> [Object pointing dataset rows]
———

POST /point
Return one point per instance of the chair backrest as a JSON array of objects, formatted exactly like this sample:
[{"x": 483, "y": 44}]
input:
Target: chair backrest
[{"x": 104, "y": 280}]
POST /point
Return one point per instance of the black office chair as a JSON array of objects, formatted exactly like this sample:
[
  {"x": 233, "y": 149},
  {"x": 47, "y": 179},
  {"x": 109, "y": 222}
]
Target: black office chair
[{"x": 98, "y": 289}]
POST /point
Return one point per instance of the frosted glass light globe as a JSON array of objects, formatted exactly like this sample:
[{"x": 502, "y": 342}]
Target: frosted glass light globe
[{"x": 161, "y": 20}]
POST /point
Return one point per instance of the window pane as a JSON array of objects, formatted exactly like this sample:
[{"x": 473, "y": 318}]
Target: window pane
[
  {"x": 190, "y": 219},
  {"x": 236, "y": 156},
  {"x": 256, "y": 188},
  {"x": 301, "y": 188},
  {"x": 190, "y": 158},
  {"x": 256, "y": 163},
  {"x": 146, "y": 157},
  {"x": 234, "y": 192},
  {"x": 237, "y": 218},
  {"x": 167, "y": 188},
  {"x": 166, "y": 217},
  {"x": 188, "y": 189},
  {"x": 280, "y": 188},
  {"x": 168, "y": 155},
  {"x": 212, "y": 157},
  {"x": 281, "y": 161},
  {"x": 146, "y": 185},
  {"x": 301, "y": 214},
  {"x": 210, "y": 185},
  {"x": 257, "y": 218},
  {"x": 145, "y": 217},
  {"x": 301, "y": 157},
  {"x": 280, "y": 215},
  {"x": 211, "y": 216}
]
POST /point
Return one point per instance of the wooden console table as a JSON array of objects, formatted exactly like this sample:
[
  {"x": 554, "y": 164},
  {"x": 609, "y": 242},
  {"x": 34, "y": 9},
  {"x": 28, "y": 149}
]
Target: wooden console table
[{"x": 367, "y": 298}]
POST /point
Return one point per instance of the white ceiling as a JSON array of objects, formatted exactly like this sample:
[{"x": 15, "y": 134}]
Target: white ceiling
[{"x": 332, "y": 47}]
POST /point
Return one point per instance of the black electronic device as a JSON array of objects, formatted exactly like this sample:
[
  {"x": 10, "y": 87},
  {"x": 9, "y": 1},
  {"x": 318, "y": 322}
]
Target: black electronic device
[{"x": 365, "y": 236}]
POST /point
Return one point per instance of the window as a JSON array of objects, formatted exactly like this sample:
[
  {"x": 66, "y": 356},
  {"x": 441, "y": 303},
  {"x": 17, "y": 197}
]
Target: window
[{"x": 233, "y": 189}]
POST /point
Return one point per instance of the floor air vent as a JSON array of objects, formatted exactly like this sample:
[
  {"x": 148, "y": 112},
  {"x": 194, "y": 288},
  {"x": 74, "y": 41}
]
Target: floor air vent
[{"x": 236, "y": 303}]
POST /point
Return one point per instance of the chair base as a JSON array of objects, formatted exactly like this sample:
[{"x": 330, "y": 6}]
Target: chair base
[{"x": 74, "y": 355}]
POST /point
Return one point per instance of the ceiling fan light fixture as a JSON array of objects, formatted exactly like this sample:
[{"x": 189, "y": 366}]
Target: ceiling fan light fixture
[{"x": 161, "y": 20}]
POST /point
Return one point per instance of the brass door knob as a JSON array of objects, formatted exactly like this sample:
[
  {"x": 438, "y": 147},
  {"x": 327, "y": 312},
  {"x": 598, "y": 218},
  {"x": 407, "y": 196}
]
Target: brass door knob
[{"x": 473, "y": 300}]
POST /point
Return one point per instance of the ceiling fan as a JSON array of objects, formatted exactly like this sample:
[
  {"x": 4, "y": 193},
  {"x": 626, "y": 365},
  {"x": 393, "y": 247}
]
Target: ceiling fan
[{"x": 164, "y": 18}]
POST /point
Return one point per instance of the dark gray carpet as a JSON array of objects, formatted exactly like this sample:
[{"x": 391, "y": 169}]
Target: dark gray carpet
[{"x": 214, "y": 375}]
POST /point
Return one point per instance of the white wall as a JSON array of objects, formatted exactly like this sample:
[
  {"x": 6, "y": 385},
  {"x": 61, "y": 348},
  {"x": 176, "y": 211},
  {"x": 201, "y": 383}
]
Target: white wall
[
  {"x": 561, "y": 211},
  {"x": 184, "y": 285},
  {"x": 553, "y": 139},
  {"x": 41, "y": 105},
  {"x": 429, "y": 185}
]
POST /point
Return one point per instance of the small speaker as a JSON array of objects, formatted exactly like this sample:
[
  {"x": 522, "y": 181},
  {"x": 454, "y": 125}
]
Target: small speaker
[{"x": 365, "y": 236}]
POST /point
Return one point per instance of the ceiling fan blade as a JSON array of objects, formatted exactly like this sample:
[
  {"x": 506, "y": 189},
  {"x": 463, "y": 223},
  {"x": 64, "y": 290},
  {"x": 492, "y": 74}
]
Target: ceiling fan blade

———

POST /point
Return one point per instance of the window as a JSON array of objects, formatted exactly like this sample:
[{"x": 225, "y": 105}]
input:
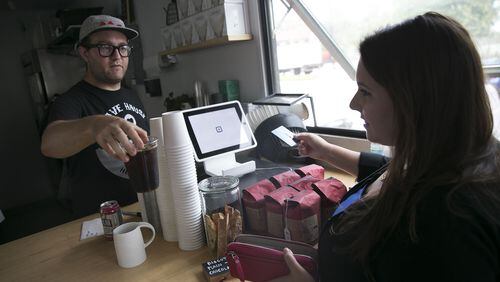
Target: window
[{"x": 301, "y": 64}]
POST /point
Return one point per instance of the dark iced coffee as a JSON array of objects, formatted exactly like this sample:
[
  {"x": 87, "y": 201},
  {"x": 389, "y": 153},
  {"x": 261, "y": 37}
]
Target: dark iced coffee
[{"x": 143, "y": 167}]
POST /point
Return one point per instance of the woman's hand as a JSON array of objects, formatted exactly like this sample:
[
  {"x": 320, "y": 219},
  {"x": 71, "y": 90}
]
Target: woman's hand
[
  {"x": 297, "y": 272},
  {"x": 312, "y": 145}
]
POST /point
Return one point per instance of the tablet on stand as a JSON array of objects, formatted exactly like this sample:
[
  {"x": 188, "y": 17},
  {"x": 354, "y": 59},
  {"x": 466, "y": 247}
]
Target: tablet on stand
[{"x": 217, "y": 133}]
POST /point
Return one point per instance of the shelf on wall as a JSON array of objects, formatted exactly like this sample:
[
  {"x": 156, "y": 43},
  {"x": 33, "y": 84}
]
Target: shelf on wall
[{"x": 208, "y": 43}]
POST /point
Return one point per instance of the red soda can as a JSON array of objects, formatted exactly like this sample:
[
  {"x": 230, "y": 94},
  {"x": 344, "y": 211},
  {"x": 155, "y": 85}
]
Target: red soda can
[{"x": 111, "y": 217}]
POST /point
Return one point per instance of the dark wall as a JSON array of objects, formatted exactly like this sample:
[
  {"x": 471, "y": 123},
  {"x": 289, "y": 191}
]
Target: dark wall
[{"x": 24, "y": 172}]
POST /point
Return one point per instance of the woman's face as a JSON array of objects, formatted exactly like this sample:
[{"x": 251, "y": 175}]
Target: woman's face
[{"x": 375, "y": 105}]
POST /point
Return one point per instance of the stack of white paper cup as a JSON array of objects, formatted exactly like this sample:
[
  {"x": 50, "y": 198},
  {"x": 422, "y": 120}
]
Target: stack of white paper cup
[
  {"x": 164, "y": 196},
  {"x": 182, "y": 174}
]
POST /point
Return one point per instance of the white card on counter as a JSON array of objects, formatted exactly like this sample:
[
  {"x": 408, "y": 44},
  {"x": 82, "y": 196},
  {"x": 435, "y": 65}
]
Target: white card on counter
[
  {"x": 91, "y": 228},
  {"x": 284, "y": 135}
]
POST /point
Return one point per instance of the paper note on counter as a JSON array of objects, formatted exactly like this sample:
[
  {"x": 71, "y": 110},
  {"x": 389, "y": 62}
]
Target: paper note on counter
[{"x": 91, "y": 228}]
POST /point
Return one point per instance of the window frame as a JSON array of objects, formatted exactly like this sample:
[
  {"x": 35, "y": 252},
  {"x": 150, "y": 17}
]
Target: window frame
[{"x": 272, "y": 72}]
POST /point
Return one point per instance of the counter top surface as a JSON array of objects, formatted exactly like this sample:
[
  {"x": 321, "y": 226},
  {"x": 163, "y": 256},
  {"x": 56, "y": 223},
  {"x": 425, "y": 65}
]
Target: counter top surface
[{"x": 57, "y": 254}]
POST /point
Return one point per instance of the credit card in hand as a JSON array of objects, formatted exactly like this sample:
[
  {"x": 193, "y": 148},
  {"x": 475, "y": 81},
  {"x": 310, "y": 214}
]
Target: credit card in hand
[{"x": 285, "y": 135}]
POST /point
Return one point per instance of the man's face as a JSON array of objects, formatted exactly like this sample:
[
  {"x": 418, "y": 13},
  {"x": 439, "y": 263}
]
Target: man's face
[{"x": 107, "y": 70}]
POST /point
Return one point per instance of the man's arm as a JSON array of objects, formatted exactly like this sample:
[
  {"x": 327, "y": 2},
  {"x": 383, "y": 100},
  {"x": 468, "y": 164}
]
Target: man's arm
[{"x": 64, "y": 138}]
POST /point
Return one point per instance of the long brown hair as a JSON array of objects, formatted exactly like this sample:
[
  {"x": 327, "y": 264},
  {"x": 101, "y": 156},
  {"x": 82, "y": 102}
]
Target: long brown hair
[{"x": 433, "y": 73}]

———

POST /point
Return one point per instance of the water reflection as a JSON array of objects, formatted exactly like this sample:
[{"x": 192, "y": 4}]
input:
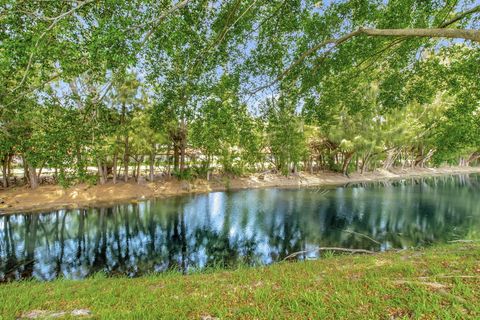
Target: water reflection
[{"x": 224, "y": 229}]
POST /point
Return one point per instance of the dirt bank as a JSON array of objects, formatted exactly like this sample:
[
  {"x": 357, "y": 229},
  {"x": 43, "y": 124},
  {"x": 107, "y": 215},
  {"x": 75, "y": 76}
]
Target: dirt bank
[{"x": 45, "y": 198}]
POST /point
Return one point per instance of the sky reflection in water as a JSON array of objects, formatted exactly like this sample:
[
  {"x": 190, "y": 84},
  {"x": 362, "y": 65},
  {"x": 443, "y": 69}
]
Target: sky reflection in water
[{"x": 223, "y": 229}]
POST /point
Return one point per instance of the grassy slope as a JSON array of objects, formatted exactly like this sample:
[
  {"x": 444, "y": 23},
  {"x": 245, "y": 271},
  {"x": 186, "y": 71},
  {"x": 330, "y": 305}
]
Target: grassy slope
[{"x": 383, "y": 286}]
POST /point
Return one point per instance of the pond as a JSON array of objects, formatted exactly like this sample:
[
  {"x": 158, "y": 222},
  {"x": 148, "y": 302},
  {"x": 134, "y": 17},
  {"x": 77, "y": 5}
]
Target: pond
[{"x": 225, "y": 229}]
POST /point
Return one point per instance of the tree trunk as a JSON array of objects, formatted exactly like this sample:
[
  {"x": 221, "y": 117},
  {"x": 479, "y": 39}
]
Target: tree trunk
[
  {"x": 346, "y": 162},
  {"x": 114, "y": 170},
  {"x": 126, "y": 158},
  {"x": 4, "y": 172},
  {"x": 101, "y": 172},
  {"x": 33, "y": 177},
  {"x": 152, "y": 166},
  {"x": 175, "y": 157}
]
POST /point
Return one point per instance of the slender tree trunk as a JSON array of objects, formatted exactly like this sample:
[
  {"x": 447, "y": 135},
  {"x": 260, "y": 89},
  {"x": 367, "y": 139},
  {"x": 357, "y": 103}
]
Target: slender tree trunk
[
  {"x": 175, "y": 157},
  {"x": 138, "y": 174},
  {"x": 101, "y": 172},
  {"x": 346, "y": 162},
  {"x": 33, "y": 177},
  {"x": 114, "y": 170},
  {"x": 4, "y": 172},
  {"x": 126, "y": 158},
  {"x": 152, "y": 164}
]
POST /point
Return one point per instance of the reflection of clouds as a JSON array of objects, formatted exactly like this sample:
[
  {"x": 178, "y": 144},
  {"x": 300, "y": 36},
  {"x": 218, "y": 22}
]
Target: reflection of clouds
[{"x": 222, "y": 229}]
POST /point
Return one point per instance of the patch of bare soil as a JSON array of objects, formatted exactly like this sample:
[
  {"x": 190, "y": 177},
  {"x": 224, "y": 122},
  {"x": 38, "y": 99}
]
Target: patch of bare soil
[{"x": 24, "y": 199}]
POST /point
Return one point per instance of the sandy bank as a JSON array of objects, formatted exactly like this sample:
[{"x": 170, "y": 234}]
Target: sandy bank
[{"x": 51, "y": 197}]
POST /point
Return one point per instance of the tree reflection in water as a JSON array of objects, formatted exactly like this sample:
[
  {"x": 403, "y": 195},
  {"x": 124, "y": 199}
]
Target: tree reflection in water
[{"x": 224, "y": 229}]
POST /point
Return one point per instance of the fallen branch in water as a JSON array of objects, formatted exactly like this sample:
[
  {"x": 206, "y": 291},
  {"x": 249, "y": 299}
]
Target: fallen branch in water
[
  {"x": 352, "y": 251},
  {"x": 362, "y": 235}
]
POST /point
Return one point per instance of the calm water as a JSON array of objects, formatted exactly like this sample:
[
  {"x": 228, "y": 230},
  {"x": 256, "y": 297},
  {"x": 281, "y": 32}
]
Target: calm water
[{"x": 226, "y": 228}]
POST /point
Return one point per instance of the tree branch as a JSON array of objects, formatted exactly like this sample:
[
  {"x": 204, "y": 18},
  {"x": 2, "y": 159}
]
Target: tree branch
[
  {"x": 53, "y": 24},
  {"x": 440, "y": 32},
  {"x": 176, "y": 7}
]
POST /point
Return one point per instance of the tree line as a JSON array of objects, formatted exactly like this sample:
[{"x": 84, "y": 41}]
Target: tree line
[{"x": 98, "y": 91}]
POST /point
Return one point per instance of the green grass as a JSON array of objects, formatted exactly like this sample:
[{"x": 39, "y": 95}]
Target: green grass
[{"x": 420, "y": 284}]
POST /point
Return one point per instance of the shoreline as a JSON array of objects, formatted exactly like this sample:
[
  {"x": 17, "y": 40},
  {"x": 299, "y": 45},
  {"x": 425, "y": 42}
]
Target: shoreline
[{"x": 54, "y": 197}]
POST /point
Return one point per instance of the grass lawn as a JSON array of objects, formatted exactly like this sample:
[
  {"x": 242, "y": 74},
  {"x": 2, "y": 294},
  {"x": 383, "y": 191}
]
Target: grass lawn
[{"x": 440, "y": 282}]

———

> [The problem] List every line above that contains the word "globe".

> [Result of the exercise]
Return one point per instance of the frosted glass light globe as a JSON array of objects, formatted exactly like this sample:
Target: frosted glass light globe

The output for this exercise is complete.